====== Available records ======

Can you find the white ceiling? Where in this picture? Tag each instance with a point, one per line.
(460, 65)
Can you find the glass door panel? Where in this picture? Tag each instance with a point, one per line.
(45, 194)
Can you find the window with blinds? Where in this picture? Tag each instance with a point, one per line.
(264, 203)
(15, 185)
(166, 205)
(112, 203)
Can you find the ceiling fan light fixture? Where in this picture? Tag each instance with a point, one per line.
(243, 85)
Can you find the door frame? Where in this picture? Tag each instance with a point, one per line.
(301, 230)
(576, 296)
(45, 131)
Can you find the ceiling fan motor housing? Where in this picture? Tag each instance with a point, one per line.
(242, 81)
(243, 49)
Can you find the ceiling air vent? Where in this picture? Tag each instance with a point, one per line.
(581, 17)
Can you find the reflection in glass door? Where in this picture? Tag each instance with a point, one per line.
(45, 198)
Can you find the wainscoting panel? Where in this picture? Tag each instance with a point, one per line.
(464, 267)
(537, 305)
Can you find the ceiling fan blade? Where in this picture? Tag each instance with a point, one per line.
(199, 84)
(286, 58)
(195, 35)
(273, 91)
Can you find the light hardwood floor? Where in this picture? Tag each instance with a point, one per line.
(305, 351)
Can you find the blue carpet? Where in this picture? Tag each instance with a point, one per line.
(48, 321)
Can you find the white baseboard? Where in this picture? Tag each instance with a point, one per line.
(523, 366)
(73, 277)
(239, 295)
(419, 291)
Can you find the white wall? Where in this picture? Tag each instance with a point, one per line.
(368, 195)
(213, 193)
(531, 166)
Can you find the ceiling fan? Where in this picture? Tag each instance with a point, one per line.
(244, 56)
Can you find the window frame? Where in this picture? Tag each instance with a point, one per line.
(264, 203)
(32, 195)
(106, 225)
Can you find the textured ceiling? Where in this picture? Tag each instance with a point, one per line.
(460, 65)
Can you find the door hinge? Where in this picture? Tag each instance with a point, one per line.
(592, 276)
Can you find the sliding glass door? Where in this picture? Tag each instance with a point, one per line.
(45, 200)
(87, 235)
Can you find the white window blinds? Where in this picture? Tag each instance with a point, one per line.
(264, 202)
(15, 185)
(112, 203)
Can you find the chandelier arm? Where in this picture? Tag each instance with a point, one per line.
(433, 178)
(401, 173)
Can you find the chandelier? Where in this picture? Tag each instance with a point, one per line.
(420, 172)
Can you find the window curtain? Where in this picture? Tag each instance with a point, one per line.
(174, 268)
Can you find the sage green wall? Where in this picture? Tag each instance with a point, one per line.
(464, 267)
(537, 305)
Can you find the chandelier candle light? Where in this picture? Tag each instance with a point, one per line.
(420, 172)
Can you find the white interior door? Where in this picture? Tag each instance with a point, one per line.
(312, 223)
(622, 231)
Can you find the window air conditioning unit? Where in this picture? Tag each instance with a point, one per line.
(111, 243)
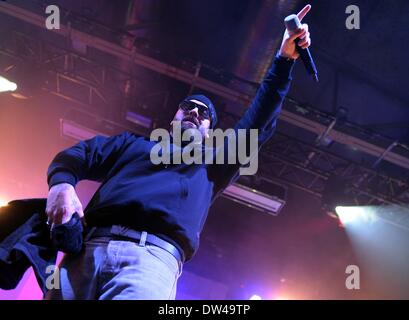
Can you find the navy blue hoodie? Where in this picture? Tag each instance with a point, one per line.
(169, 201)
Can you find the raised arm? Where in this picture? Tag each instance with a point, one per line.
(265, 108)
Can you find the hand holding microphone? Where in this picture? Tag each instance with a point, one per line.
(296, 41)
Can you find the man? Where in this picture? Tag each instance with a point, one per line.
(146, 219)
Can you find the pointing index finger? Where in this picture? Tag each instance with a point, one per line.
(304, 12)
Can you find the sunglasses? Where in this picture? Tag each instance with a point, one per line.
(190, 105)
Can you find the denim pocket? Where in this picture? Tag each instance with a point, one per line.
(164, 256)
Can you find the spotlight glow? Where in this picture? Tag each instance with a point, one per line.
(349, 215)
(6, 85)
(3, 203)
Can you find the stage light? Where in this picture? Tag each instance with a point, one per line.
(6, 85)
(354, 215)
(3, 203)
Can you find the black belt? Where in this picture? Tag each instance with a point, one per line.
(125, 232)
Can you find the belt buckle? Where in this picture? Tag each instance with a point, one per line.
(119, 230)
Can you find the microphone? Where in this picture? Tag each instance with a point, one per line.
(292, 23)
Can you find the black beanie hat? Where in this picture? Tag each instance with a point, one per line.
(208, 103)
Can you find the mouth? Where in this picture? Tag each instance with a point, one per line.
(191, 121)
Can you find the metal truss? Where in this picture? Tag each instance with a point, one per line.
(307, 167)
(295, 163)
(308, 119)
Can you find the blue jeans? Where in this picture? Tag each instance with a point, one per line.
(110, 269)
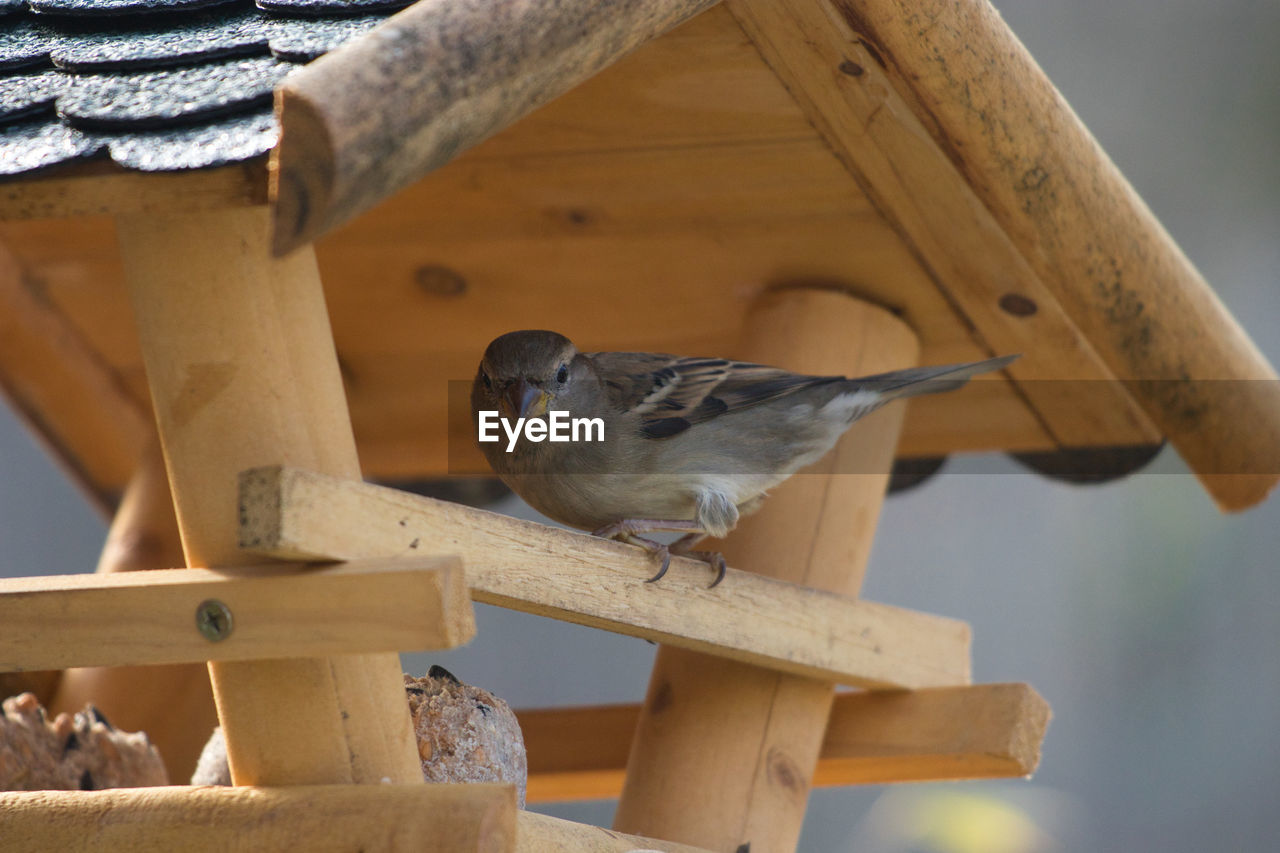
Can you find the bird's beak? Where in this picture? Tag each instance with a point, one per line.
(522, 400)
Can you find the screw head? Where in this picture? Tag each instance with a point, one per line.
(214, 620)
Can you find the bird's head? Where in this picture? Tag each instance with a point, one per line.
(524, 373)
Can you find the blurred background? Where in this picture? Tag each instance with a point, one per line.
(1147, 619)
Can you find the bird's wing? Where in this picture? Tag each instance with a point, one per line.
(671, 393)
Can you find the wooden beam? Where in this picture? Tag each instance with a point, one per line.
(174, 705)
(319, 819)
(371, 118)
(740, 740)
(528, 566)
(242, 370)
(969, 258)
(140, 617)
(544, 834)
(981, 731)
(55, 379)
(954, 77)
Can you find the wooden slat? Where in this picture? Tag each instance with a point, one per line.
(63, 386)
(364, 122)
(1040, 177)
(981, 731)
(279, 611)
(99, 187)
(750, 735)
(242, 372)
(968, 255)
(319, 819)
(174, 705)
(544, 834)
(296, 514)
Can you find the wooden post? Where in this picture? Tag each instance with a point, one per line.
(725, 752)
(243, 373)
(172, 703)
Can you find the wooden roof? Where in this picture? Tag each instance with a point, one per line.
(758, 145)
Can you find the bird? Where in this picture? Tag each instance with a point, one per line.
(689, 445)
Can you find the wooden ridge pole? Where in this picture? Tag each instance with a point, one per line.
(172, 703)
(242, 370)
(369, 119)
(723, 753)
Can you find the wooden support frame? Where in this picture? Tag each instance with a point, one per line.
(533, 568)
(873, 738)
(172, 703)
(319, 819)
(242, 370)
(739, 740)
(272, 611)
(947, 122)
(462, 72)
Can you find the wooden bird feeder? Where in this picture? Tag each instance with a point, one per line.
(828, 186)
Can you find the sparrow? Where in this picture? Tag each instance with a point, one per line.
(689, 445)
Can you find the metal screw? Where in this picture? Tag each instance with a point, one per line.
(214, 620)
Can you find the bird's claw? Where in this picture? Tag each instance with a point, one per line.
(666, 561)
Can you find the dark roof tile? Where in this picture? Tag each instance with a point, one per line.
(332, 7)
(165, 97)
(26, 95)
(197, 37)
(302, 40)
(196, 147)
(94, 8)
(39, 144)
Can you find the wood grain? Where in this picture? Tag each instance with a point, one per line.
(127, 619)
(536, 569)
(174, 705)
(319, 819)
(1088, 237)
(740, 740)
(366, 121)
(64, 388)
(981, 731)
(968, 256)
(242, 372)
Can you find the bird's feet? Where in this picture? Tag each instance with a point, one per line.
(629, 529)
(713, 559)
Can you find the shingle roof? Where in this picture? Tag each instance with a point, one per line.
(156, 85)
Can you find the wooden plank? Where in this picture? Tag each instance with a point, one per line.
(749, 735)
(138, 617)
(95, 188)
(936, 734)
(457, 74)
(60, 384)
(242, 372)
(544, 834)
(173, 703)
(296, 514)
(839, 83)
(1037, 174)
(319, 819)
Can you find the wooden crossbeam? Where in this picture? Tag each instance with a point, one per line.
(981, 731)
(295, 514)
(319, 819)
(277, 611)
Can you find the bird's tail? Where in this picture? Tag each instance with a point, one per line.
(928, 381)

======

- What to produce
Quote, word for word, every line starting at the one that contains "Can you find the bird's claw?" and ending with the final line of the entries.

- Completed task
Can you find the bird's claw? Where in this picture? Tag each instance with a point, one per line.
(666, 561)
Can you find the dark roof tile? Where in this picture? Tag each instance with a point, one per line.
(332, 7)
(165, 97)
(26, 95)
(197, 37)
(302, 40)
(196, 147)
(94, 8)
(39, 144)
Can you find the wood grain? Where in this picture? Tag each instance with a point, one per line.
(127, 619)
(536, 569)
(174, 705)
(319, 819)
(1088, 237)
(740, 740)
(366, 121)
(64, 388)
(981, 731)
(968, 256)
(242, 372)
Can you find the bird's feet? Where in this picture? Tag each instance with a point, one per line.
(629, 529)
(713, 559)
Can you find the shingle roof? Where in this picture? Tag each instance with a point, one per line.
(156, 85)
Can you find the wooden plank? Where in this picture? Tag each instance with a point, one per line.
(749, 735)
(138, 617)
(95, 188)
(936, 734)
(457, 74)
(60, 384)
(242, 372)
(544, 834)
(173, 703)
(296, 514)
(839, 83)
(1037, 174)
(319, 819)
Can you find the wooden crossbeam? Where in this picture? Tag each instance with a point, one per line.
(981, 731)
(295, 514)
(319, 819)
(277, 611)
Can you find the bird's tail? Where in this picture? Tag each instance with a point, one per line.
(928, 381)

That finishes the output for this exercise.